▶ Exercise objective
Could you quote the dispersal draft article word for word, beginning at the passage containing "A dispersal draft is" and stopping after "disestablishment or merger."?

▶ Selected excerpt
>>>

= Dispersal draft =

Reassignment of players from one team among other existing teams

A dispersal draft is a process in professional sports for assigning players to a new team when an existing team folds or is merged into another team. Like most other sports drafts, most dispersal drafts are conducted in closed leagues and are intended to prevent bidding wars and to maintain a league's competitive balance when a folded or merged team's roster of players is absorbed into the rest of a league's teams. As generally all or most of a team's players would become free agents following their team's disestablishment or merger.

Dispersal drafts are more commonly seen in emerging sports (such as soccer or women's basketball in the United States) or alternative leagues where initial support for a team failed to remain consistent and the team was unable to survive financially resulting in a team folding or merging with another team.

==Examples of dispersal drafts==

===Baseball===
- During the 2004 Nippon Professional Baseball realignment, a dispersal draft was held on November 8, 2004, to build the rosters of the newly created Tohoku Rakuten Golden Eagles and the newly merged Orix Buffaloes.

===Basketball===
- The National Basketball Association (NBA) had two dispersal drafts in the 1950–51 season: In October 1950, a dispersal draft for the Chicago Stags franchise was conducted, and in January 1951, the Washington Capitols demise led to a second dispersal draft. There would also be a dispersal draft in the NBA during the 1954–55 when the original Baltimore Bullets folded operations early into the season in November 1954.
- The American Basketball Association (ABA) had a dispersal draft in June 1972 when two teams folded and had two drafts within a month of each other in October and November 1975 as two more teams folded during what turned out to be the final season of the ABA.
- On August 8, 1976, as part of the ABA-NBA merger agreement, a dispersal draft was conducted to assign teams for the players on the two ABA franchises which had folded following the agreement.

<<<

▶ Listing
>>>

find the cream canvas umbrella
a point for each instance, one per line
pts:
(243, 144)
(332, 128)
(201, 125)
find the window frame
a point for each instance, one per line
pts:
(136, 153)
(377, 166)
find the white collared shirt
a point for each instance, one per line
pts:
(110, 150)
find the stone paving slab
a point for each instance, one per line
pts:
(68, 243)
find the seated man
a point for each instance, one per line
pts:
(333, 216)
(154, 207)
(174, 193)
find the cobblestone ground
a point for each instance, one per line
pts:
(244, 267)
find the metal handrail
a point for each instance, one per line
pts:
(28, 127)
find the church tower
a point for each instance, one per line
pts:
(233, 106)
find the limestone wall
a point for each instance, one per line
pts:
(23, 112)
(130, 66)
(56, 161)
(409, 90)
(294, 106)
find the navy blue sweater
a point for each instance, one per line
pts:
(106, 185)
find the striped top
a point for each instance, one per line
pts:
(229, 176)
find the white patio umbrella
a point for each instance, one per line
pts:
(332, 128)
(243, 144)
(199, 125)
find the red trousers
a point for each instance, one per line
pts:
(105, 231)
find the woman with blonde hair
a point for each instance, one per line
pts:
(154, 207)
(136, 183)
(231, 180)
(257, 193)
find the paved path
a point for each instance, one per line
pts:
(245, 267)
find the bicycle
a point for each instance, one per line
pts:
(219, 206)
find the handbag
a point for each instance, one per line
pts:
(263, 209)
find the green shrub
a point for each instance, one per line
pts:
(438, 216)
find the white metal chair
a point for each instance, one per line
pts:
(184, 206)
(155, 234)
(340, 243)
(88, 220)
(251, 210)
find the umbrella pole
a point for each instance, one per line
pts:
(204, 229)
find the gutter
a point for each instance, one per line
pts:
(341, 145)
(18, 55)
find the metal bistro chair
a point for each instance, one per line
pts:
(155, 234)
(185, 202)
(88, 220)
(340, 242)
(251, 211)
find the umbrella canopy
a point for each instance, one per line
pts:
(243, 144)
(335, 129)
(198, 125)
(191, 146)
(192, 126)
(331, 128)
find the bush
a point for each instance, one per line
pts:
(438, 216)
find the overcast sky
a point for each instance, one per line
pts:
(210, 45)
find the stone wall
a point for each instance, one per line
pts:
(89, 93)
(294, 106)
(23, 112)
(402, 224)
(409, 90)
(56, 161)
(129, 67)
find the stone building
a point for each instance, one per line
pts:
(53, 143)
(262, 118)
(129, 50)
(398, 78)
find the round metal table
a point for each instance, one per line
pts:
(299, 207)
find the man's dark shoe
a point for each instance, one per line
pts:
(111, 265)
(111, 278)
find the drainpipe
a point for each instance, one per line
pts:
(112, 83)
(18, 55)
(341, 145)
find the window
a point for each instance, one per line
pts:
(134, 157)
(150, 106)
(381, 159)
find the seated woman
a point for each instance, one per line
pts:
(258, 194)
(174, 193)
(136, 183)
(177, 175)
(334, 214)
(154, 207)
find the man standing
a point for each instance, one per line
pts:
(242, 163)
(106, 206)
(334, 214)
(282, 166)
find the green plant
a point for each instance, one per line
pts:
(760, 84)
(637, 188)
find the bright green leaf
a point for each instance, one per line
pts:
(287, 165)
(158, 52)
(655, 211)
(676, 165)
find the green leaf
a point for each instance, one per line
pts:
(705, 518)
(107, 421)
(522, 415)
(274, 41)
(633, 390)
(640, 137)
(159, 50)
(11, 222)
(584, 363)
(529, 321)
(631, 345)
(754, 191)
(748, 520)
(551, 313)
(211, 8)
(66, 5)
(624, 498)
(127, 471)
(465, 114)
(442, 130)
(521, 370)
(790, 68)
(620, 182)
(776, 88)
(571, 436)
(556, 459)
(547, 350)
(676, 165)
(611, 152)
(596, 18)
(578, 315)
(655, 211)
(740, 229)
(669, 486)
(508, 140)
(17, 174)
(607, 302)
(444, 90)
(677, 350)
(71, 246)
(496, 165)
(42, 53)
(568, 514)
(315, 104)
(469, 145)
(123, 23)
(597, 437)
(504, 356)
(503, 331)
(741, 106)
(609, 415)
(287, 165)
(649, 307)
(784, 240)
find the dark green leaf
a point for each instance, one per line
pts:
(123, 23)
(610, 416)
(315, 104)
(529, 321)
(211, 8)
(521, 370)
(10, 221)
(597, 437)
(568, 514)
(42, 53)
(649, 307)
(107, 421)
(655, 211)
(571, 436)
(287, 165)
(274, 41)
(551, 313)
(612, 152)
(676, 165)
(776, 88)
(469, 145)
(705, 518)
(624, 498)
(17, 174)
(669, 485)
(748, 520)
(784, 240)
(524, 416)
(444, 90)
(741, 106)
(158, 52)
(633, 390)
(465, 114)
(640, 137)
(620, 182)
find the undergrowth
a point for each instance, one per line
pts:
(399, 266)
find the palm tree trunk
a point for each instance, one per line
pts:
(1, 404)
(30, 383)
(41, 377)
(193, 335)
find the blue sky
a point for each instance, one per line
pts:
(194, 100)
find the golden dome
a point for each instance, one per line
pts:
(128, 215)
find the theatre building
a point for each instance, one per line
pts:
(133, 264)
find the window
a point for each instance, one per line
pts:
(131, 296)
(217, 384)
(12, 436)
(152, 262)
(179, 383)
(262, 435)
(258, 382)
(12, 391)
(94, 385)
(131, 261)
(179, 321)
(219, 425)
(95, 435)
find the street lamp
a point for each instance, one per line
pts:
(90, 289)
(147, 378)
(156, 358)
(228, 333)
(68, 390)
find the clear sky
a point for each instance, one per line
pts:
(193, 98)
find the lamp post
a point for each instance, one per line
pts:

<<<

▶ Exercise result
A dispersal draft is a process in professional sports for assigning players to a new team when an existing team folds or is merged into another team. Like most other sports drafts, most dispersal drafts are conducted in closed leagues and are intended to prevent bidding wars and to maintain a league's competitive balance when a folded or merged team's roster of players is absorbed into the rest of a league's teams. As generally all or most of a team's players would become free agents following their team's disestablishment or merger.